> [Задача 1] Сообщите, сколько строк в записях содержат слово «white», и приведите только это число.

> [Приведённый текст]
----------------
Под руководством Кобдена и Брайта движение добилось того, чту Адам Смит, их идейный наставник, считал невозможным. А. Смит в «Богатстве народов» теоретически обосновал выгодность свободной торговли, но сомневался, что его аргументы смогут когда-либо изменить ситуацию. «Конечно, ожидать восстановления когда-нибудь полностью свободы торговли в Великобритании так же нелепо, как ожидать осуществления в ней «Океании» или «Утопии». Этому непреодолимо препятствуют не только предубеждения общества, но и частные интересы отдельных лиц, которые еще труднее одолеть»{98}. Спустя семь десятилетий невозможное стало реальностью.
Выдержав испытание в Британии, свободная торговля начала распространяться по европейскому континенту. Главным прорывом, и вновь с участием Ричарда Кобдена, стало заключение в 1860 г. договора Кобдена – Шевалье между Великобританией и Францией. За ним последовал шквал торговых договоров между европейскими странами. Основываясь на традициях Zollverein[11], только что объединенная Германия неуклонно следовала путем либеральной политики. К середине 1870-х гг. на континенте средняя величина ввозного тарифа на промышленные товары составляла от 9 до 12 %, тогда как к концу наполеоновских войн она была не ниже 50 %{99}.
Либеральные активисты движения за свободу торговли не считали коммерческие выгоды своей единственной или, тем более, главной целью. По их мнению, свобода торговли должна была оказать глубокое влияние на всю сферу международных отношений. Свобода торговли, полагали они, может проложить дорогу к новым современным формам международного порядка, который придет на смену бесцельной и разрушительной династической борьбе, навязываемой народам королями и аристократами. Главной целью, к которой стремились фритредеры, было мирное сотрудничество народов, а не просто экономическая эффективность.
В одной из речей, произнесенных в Манчестере накануне отмены хлебных законов, Кобден так обрисовал свое видение будущего:
Я верю, что материальная выгода будет самым малым из того, что даст человечеству победа этого принципа. Я смотрю дальше; в принципе свободы торговли я вижу силу, которая в нравственном мире будет действовать так же, как закон всемирного тяготения во Вселенной, – сближая людей, устраняя вражду, вызываемую различием рас, религий и языков, соединяя нас узами вечного мира. Я заглянул еще дальше. Я размышлял, возможно даже мечтал, о далеком будущем – да, о том, что будет через тысячу лет. Я думал о том, к каким последствиям может привести торжество этого принципа. Я верю, что он изменит облик мира: возникнет система правления, совершенно отличная от той, которая господствует сегодня. Я верю, что желания и мотивы создавать огромные могущественные империи, гигантские армии и огромные флоты – все то, что используется для разрушения жизни и уничтожения плодов труда, – все это отомрет; я верю, что все это перестанет быть необходимым и не будет использоваться, когда человечество станет единой семьей и люди будут свободно обмениваться со своими собратьями плодами своего труда{100}.
Кобдена и других викторианцев, боровшихся за свободу торговли, часто обвиняют в наивной вере в целительные свойства торговли. И в самом деле, некоторые в этом лагере пали жертвой поспешного предположения, что в новой глобальной экономике большие войны будут невозможны. Но сам Кобден, как видно из вышеприведенной цитаты, не питал иллюзий относительно трудностей борьбы с силами разрушения. Он понимал, что это грандиозный многовековой проект.
----------------
> [Задача 2] В каком году, согласно тексту о свободе торговли, Великобритания и Франция заключили договор Кобдена – Шевалье?

Метки точек объектов
----------------
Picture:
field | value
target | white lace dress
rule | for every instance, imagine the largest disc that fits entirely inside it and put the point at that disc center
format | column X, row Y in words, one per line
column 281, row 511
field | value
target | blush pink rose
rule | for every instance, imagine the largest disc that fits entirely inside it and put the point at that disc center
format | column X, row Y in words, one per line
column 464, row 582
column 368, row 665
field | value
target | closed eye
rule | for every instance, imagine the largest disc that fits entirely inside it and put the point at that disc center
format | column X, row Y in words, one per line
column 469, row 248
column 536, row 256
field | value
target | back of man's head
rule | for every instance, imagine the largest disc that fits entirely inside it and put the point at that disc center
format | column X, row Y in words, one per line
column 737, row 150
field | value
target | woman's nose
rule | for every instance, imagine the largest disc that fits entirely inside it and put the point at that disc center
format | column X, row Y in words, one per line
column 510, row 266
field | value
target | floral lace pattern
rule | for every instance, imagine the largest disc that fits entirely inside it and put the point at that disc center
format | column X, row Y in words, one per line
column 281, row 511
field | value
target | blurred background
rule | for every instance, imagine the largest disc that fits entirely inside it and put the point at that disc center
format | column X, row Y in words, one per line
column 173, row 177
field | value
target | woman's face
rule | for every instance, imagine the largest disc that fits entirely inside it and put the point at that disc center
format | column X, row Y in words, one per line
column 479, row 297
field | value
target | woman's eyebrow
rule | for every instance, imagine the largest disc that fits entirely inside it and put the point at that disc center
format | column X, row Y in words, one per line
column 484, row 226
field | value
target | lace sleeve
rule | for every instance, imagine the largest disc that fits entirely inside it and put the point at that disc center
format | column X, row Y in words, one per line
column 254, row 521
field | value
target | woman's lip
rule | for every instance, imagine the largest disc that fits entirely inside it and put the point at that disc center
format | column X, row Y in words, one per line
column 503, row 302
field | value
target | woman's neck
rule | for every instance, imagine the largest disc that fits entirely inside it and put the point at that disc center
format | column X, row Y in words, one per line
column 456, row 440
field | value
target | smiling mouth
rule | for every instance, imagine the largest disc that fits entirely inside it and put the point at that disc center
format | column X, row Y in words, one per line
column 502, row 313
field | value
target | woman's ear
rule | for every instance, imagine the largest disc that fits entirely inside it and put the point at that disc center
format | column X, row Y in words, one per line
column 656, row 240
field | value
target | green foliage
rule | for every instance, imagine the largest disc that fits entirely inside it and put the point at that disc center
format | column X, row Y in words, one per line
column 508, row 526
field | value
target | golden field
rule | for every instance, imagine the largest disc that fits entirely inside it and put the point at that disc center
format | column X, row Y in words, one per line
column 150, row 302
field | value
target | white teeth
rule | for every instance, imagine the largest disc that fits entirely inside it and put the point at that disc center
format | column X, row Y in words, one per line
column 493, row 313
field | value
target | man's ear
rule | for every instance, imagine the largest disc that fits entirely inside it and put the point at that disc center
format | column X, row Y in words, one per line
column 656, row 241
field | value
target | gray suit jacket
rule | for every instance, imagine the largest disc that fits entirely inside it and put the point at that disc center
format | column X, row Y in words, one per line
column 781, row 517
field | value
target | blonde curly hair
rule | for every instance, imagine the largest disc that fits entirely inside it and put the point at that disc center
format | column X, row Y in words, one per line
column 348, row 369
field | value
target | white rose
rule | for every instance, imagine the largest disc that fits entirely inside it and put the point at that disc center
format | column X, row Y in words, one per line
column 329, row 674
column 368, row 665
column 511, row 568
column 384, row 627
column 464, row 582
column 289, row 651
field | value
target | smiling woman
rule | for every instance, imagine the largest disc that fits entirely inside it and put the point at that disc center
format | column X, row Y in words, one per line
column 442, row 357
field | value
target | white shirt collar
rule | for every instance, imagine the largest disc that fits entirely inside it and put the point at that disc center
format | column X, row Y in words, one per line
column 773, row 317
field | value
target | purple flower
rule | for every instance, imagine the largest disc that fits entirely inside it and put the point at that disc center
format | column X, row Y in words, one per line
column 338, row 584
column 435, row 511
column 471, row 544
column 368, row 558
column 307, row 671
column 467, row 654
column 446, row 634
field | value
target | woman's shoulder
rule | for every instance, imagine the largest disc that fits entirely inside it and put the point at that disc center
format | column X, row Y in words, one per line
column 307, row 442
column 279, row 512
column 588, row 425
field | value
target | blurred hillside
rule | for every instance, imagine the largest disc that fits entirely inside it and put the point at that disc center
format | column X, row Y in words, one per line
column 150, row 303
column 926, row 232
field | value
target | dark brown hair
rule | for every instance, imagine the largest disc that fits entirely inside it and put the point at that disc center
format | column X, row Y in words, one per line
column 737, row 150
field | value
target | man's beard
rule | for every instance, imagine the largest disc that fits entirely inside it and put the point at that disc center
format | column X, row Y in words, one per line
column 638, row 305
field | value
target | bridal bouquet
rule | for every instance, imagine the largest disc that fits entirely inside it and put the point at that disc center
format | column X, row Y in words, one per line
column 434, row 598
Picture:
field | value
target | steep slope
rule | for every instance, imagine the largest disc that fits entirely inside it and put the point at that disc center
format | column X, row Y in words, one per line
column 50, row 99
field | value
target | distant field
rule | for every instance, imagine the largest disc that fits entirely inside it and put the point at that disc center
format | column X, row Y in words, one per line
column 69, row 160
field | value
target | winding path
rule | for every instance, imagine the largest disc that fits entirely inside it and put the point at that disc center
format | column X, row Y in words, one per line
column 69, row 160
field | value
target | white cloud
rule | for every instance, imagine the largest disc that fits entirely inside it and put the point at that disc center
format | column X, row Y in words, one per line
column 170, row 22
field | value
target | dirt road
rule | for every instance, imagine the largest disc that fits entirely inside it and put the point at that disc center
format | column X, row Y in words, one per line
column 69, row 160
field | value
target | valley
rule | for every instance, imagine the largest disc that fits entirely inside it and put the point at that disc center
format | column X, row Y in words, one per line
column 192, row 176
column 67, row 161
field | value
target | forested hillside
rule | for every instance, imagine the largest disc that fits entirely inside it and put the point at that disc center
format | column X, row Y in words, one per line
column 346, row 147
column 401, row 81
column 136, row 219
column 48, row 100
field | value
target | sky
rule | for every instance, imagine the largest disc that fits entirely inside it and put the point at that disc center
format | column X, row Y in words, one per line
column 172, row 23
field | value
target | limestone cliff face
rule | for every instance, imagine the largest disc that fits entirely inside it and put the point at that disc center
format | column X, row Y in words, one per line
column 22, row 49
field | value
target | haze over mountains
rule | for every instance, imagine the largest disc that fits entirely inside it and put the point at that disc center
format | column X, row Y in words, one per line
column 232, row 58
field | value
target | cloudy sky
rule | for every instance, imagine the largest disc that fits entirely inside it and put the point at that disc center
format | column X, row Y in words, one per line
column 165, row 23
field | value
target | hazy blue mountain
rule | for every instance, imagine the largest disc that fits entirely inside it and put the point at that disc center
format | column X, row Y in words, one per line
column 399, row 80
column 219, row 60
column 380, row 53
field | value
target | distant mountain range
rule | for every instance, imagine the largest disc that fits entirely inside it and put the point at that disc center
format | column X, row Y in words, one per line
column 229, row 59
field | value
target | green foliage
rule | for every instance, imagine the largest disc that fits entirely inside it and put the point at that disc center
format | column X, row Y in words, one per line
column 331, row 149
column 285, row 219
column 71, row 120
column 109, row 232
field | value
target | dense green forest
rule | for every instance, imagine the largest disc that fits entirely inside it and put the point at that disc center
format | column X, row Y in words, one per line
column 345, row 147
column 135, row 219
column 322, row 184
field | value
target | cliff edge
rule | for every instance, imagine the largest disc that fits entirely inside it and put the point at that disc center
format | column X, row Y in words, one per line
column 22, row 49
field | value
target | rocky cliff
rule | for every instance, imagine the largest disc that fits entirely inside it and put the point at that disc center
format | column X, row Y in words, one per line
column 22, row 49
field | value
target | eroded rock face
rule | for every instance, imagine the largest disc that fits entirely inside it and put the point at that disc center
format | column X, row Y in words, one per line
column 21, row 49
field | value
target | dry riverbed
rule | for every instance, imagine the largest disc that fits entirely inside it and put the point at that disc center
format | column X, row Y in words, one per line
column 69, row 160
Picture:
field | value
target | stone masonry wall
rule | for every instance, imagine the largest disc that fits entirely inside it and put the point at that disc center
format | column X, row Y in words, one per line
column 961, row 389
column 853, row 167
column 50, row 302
----------------
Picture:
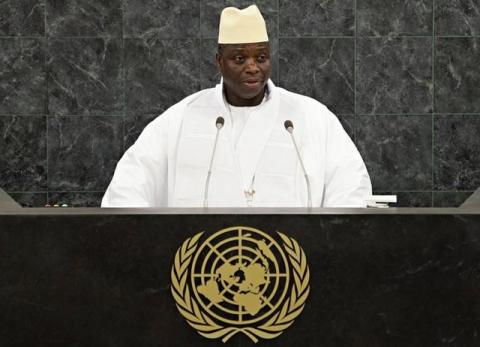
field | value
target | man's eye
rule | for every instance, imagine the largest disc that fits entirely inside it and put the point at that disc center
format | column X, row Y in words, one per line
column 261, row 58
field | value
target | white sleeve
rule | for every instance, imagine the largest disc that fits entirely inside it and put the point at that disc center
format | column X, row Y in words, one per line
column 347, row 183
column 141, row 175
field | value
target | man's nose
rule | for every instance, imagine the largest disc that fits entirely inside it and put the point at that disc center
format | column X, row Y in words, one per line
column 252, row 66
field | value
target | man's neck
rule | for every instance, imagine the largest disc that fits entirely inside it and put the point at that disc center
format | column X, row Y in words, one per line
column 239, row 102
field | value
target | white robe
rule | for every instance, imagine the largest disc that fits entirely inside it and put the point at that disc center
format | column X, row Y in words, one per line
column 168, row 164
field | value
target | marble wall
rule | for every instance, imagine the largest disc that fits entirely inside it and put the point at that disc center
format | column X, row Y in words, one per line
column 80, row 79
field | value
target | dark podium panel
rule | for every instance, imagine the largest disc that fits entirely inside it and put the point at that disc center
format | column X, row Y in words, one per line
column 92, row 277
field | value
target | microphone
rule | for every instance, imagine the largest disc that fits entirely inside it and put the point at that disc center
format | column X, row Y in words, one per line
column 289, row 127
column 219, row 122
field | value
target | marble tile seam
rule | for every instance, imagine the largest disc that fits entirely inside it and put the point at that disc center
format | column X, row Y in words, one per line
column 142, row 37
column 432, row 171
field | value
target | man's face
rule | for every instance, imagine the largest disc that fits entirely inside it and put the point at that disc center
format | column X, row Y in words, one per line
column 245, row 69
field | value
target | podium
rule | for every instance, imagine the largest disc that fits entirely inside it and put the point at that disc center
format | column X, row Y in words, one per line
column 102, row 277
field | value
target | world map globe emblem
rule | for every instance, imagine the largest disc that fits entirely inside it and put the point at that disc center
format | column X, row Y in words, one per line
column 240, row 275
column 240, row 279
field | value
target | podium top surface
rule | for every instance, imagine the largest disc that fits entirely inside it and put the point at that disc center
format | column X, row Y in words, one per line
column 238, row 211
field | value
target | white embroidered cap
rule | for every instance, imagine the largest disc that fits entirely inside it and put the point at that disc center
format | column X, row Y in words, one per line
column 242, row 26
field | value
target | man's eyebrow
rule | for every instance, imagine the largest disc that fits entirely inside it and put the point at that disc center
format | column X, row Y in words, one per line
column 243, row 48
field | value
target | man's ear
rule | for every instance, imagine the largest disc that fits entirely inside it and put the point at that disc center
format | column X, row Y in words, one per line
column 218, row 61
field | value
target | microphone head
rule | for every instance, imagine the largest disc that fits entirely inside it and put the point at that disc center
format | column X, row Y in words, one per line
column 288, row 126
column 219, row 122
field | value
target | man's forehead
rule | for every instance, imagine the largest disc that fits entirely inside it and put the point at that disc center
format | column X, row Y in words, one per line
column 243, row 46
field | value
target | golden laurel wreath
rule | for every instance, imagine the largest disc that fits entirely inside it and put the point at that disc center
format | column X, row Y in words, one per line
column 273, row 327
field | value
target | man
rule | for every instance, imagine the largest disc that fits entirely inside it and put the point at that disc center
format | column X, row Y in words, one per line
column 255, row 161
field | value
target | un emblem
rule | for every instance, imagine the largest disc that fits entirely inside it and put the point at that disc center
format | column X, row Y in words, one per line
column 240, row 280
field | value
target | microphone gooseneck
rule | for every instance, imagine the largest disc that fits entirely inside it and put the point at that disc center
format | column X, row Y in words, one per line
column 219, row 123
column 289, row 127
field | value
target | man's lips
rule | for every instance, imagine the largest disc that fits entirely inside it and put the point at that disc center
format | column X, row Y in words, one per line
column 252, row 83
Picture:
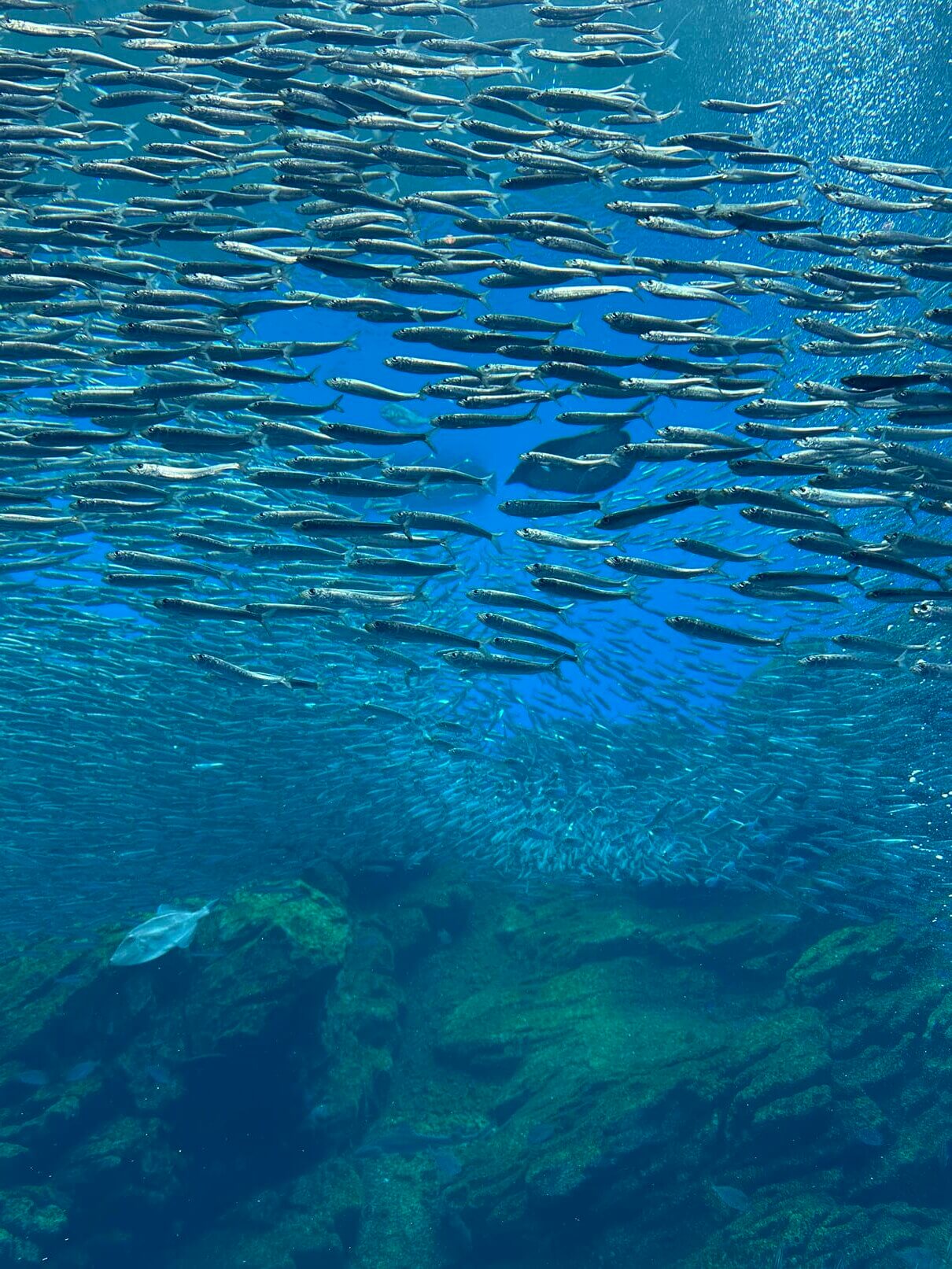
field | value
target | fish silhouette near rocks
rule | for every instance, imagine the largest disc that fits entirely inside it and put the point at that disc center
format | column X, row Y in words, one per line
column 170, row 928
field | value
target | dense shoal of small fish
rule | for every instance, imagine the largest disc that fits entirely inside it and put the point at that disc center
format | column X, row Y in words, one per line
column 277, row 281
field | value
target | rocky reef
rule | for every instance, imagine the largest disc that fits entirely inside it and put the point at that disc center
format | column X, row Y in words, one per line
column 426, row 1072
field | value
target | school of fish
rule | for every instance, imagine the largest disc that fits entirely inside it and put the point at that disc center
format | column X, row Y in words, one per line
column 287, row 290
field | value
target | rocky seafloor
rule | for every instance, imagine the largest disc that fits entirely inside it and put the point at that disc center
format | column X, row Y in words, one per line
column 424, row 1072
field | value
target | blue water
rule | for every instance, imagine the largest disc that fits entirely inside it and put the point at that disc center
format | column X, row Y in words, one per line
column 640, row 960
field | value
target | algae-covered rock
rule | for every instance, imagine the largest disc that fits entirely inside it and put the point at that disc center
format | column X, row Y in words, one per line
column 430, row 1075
----------------
> [Ответ 1] 8

> [Ответ 2] В 1860 году.